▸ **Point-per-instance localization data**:
Content starts
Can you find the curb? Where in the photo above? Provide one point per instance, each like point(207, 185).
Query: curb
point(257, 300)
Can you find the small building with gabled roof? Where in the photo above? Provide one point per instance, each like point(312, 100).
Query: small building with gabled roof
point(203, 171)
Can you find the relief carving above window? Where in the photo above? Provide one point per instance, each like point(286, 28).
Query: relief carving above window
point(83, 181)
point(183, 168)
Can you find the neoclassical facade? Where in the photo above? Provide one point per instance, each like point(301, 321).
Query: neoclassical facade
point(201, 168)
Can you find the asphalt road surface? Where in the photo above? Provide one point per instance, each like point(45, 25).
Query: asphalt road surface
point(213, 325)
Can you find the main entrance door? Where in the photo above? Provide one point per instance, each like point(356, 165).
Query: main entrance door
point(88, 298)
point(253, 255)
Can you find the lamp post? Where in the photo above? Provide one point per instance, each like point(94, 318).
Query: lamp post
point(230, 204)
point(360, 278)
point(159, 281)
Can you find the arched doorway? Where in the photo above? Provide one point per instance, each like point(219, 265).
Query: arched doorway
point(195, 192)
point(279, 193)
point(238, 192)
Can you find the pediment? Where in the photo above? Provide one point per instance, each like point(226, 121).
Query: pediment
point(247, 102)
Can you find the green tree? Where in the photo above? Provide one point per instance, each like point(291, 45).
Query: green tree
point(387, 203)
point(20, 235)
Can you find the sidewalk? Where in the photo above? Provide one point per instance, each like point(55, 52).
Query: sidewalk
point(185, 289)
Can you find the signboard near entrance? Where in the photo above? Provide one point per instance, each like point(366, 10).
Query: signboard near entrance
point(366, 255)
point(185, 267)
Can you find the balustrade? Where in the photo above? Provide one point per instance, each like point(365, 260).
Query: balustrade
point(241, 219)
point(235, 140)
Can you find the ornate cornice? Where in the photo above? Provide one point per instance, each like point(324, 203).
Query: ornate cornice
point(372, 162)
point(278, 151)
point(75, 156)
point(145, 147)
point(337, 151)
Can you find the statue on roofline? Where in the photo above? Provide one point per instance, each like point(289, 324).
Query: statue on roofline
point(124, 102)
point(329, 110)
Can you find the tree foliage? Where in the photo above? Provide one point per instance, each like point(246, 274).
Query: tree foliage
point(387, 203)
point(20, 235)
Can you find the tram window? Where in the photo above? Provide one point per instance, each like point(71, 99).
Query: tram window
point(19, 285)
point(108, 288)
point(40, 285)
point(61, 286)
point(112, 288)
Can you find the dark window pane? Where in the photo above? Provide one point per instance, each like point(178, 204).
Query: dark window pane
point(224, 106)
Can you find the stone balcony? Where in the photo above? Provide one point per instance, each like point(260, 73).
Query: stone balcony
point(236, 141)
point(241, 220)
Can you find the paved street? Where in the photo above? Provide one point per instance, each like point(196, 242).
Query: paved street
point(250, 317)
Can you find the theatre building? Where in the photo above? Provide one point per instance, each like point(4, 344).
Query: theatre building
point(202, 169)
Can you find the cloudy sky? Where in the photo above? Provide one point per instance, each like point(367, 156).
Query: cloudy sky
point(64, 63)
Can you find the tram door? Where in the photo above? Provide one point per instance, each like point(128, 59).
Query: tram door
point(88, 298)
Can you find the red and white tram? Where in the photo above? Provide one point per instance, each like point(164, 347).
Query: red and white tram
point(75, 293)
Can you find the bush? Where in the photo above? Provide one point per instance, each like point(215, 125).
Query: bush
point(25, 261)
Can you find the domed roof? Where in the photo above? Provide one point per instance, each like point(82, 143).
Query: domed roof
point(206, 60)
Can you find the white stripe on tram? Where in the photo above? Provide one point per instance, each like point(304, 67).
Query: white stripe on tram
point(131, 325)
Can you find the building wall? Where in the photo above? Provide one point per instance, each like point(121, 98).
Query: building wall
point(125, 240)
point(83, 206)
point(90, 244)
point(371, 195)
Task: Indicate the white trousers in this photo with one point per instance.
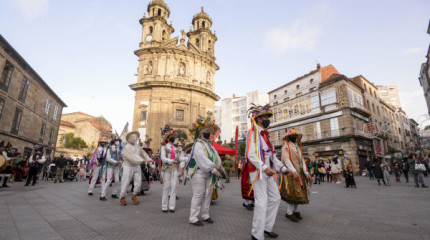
(170, 182)
(267, 199)
(95, 175)
(127, 173)
(107, 179)
(201, 201)
(292, 208)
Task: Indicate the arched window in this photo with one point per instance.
(182, 69)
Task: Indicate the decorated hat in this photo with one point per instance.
(292, 132)
(201, 124)
(103, 139)
(167, 132)
(131, 133)
(257, 111)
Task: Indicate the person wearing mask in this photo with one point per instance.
(5, 174)
(377, 170)
(36, 161)
(170, 159)
(294, 188)
(60, 163)
(205, 167)
(132, 156)
(416, 172)
(97, 163)
(405, 169)
(266, 164)
(113, 162)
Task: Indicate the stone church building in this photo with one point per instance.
(176, 76)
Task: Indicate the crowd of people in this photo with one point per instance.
(265, 179)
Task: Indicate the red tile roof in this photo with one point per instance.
(67, 124)
(102, 129)
(327, 71)
(85, 114)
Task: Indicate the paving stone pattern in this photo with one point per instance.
(65, 211)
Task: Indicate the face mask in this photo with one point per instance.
(206, 135)
(265, 123)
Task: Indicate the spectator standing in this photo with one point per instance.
(60, 163)
(370, 169)
(416, 173)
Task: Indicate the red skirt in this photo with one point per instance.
(246, 184)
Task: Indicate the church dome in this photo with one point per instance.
(201, 15)
(159, 3)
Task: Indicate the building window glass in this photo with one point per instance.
(47, 105)
(6, 76)
(54, 117)
(180, 115)
(16, 121)
(334, 126)
(42, 132)
(328, 97)
(143, 115)
(23, 89)
(1, 106)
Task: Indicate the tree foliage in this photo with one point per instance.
(74, 143)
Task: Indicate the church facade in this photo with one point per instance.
(176, 76)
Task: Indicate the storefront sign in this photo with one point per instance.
(328, 153)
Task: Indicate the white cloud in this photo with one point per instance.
(299, 36)
(411, 51)
(302, 34)
(32, 8)
(413, 103)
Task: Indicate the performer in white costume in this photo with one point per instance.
(263, 176)
(132, 156)
(97, 164)
(171, 158)
(204, 169)
(112, 165)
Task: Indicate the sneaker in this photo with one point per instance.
(198, 223)
(298, 216)
(292, 217)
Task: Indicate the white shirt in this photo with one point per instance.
(42, 160)
(288, 162)
(252, 155)
(202, 160)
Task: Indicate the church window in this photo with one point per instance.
(143, 115)
(180, 115)
(182, 69)
(6, 76)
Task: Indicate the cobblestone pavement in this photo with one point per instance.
(65, 211)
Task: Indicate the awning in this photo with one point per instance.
(223, 150)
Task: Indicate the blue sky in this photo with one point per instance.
(84, 48)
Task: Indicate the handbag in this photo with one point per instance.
(420, 167)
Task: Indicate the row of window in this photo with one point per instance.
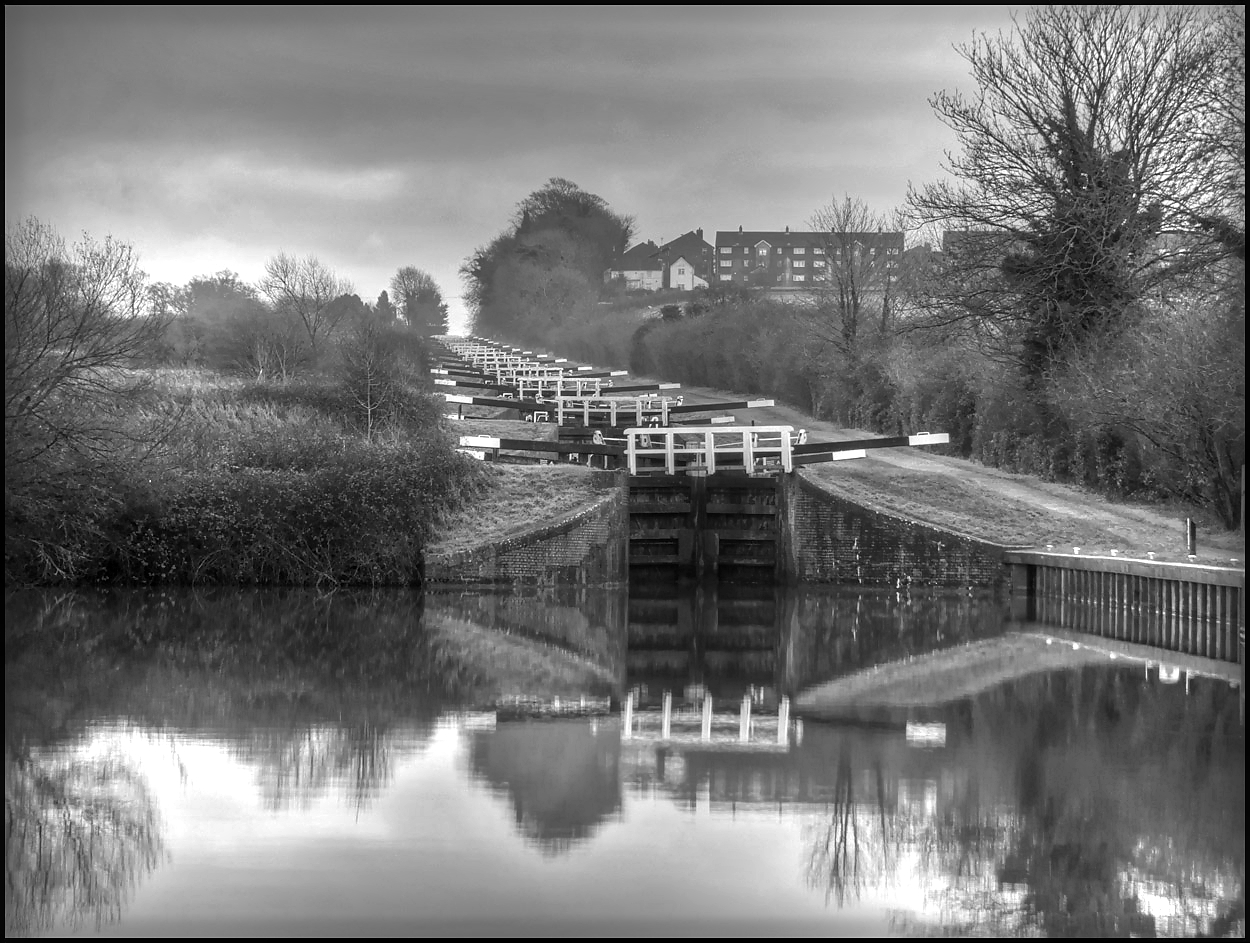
(803, 250)
(794, 263)
(764, 249)
(793, 278)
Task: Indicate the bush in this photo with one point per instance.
(361, 518)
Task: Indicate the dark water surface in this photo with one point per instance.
(286, 762)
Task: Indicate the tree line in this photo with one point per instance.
(216, 432)
(1071, 302)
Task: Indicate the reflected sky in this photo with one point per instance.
(149, 794)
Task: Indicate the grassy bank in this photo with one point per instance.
(514, 499)
(248, 484)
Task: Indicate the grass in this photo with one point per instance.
(518, 498)
(968, 508)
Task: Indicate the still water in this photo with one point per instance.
(286, 762)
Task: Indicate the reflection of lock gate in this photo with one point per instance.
(704, 726)
(754, 448)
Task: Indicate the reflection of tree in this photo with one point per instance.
(853, 848)
(298, 766)
(563, 776)
(80, 833)
(1088, 802)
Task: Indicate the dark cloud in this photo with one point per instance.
(384, 136)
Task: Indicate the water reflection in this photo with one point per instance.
(561, 777)
(80, 834)
(1095, 801)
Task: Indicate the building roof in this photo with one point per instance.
(643, 257)
(691, 245)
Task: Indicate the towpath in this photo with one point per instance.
(1019, 510)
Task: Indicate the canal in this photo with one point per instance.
(285, 762)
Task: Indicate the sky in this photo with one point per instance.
(214, 138)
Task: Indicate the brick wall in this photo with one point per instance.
(588, 547)
(830, 539)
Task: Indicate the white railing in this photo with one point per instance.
(613, 410)
(703, 724)
(549, 387)
(750, 447)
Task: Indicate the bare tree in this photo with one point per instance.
(1076, 153)
(76, 319)
(420, 302)
(305, 288)
(854, 270)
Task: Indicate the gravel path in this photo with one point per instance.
(991, 504)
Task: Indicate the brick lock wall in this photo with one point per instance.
(589, 547)
(831, 539)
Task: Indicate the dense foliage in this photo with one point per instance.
(1073, 300)
(214, 433)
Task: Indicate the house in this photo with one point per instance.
(639, 268)
(694, 255)
(800, 260)
(680, 274)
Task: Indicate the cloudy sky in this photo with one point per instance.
(373, 138)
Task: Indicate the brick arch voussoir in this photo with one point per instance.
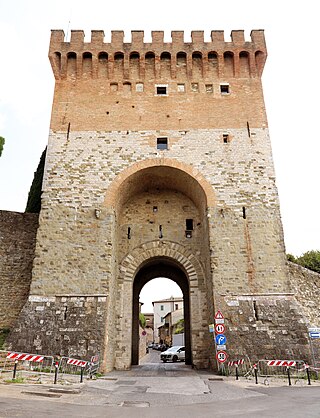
(110, 197)
(131, 263)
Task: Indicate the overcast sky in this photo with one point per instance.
(290, 80)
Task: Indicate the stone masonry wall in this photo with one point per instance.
(17, 245)
(306, 286)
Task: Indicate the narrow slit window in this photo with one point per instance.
(162, 90)
(255, 310)
(189, 228)
(162, 143)
(189, 224)
(195, 87)
(248, 129)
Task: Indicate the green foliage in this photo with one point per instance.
(142, 320)
(180, 327)
(2, 141)
(310, 260)
(17, 380)
(291, 258)
(34, 197)
(3, 335)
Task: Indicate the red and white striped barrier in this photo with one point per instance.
(24, 356)
(76, 362)
(283, 363)
(235, 362)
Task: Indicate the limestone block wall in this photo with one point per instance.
(306, 286)
(80, 170)
(17, 245)
(70, 326)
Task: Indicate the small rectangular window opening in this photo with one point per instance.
(189, 224)
(139, 87)
(162, 90)
(195, 87)
(189, 228)
(162, 143)
(68, 131)
(224, 88)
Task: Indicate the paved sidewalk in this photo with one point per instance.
(160, 390)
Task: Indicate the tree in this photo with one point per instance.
(34, 196)
(2, 141)
(310, 260)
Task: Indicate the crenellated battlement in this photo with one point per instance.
(97, 58)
Content ends
▸ **Exercise aim**:
Set every line down again exactly. Begin with the first line of the entries and finish with the line containing "Can you find the relief".

▸ **Your response**:
Can you find the curb? Where in the photo above? Provide one point per instance, each like point(207, 185).
Query: curb
point(257, 300)
Can you find the small building with gabled roof? Where in the photo above? Provide one point per instance, each like point(312, 100).
Query: small building with gabled roof
point(203, 171)
Can you find the relief carving above window? Where in the photo above? Provide one point per instance, each like point(286, 28).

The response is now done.